------ Input rows ------

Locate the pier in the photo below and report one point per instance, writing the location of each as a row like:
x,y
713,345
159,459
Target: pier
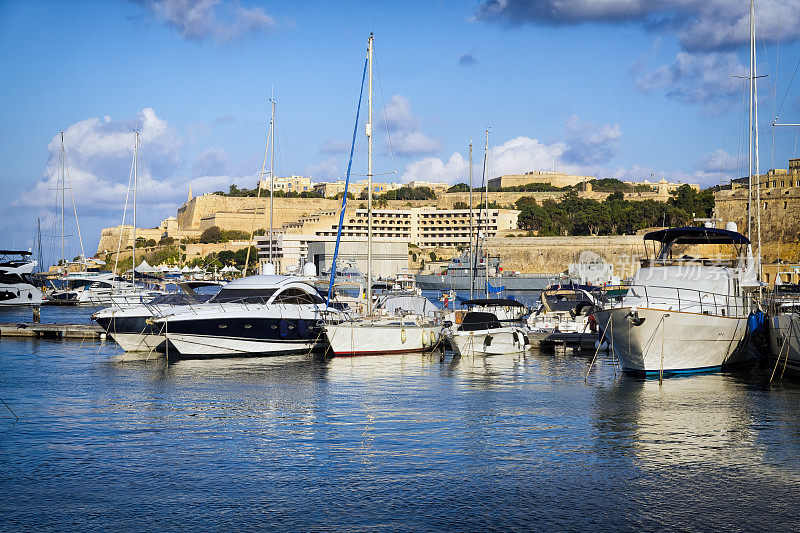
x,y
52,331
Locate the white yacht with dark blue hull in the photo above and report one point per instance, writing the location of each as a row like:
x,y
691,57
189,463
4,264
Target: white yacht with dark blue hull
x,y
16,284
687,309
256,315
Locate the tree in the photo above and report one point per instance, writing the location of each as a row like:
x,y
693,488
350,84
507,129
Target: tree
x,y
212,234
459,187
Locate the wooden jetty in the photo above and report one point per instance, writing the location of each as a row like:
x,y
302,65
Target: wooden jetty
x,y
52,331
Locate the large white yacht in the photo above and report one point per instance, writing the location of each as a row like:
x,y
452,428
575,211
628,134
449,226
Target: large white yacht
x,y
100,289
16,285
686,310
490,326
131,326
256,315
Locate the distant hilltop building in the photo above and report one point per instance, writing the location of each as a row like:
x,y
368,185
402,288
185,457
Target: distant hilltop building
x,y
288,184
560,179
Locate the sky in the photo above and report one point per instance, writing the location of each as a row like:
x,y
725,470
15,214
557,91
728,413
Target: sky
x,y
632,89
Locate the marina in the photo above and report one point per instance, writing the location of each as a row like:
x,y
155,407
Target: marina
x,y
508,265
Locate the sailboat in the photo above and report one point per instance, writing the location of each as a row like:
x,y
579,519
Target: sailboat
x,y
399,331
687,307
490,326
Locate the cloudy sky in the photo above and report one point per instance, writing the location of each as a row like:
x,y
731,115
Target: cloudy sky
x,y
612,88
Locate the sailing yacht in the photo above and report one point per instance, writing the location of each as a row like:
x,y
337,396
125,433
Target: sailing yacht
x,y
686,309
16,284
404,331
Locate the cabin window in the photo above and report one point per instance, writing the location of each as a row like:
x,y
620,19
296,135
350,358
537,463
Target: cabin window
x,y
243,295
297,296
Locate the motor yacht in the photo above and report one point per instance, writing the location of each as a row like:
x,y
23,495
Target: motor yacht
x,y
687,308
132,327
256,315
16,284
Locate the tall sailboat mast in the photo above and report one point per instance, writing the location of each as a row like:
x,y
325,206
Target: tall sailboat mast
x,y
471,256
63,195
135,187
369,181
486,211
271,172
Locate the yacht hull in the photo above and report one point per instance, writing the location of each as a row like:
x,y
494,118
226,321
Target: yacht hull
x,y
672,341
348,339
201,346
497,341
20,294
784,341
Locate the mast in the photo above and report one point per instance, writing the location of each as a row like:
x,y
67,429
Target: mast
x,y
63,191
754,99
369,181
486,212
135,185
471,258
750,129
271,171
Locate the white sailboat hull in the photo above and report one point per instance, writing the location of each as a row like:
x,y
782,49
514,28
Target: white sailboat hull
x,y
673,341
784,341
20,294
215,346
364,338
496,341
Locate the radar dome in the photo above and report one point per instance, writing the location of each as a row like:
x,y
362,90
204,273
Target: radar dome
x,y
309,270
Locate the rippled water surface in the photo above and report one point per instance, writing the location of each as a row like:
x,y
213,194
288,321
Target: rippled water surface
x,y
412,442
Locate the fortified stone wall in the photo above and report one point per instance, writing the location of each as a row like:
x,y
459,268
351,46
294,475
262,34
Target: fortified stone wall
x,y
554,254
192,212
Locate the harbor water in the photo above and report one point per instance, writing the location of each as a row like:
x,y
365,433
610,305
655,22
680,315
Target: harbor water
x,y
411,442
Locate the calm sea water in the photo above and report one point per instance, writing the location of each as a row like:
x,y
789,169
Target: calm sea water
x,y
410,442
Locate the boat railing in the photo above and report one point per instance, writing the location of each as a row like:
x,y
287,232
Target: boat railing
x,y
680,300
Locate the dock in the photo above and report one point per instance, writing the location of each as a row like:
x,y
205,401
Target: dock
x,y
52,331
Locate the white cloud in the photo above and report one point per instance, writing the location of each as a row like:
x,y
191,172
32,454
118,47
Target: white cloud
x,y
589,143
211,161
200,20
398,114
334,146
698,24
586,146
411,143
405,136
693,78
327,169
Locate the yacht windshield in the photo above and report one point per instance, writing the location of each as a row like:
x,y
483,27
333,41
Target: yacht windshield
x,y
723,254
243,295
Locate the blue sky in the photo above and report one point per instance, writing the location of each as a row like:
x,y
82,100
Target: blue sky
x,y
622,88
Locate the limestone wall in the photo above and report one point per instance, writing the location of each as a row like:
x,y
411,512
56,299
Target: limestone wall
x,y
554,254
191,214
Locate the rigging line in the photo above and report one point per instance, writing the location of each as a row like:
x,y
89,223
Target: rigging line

------

Exercise goal.
Output every line from the one containing "Locate the harbor" through the end of the records as a Markdown table with columns Row and Line, skipping blank lines and numbering each remaining line in the Row column.

Response.
| Row | Line |
|---|---|
| 1 | Locate the harbor water in the photo above and report one point per instance, writing the location of each as a row like: |
| 2 | x,y |
| 3 | 365,433 |
| 4 | 610,305 |
| 5 | 655,22 |
| 6 | 680,315 |
| 7 | Target: harbor water |
| 8 | x,y |
| 9 | 411,442 |
| 10 | Locate the calm sea water in the photo above and report one point per instance, writing the location of each as a row like: |
| 11 | x,y |
| 12 | 789,169 |
| 13 | Target: calm sea water |
| 14 | x,y |
| 15 | 410,442 |
| 16 | Locate the boat railing in the photo above and report one point per instance, writing the location of each as a row like: |
| 17 | x,y |
| 18 | 287,232 |
| 19 | Target: boat railing |
| 20 | x,y |
| 21 | 680,300 |
| 22 | Locate the dock in the photo above and report one point per instance, writing the location of each as a row like: |
| 23 | x,y |
| 24 | 205,401 |
| 25 | Target: dock |
| 26 | x,y |
| 27 | 52,331 |
| 28 | Locate the white cloud in the photo above and report one point per instance, writing the location of each as a row like: |
| 29 | x,y |
| 30 | 191,172 |
| 31 | 32,454 |
| 32 | 118,47 |
| 33 | Target: white cloud |
| 34 | x,y |
| 35 | 589,143 |
| 36 | 211,161 |
| 37 | 200,20 |
| 38 | 398,114 |
| 39 | 334,146 |
| 40 | 698,24 |
| 41 | 586,146 |
| 42 | 411,143 |
| 43 | 405,136 |
| 44 | 693,78 |
| 45 | 327,169 |
| 46 | Locate the yacht windshield in the photo above and report one point per instance, writing the location of each as a row like: |
| 47 | x,y |
| 48 | 483,27 |
| 49 | 333,41 |
| 50 | Target: yacht windshield |
| 51 | x,y |
| 52 | 723,254 |
| 53 | 243,295 |
| 54 | Locate the blue sky in the photo above and report one point per instance, writing the location of each as a row like: |
| 55 | x,y |
| 56 | 82,100 |
| 57 | Target: blue sky |
| 58 | x,y |
| 59 | 622,88 |
| 60 | Locate the limestone wall in the photo above and report one point per instance, writing the location of each as a row like: |
| 61 | x,y |
| 62 | 411,512 |
| 63 | 56,299 |
| 64 | Target: limestone wall |
| 65 | x,y |
| 66 | 554,254 |
| 67 | 191,214 |
| 68 | Locate the rigging line in the photo above and report one point per instance, writing the location of each as a row like: |
| 69 | x,y |
| 70 | 89,223 |
| 71 | Target: rigging line |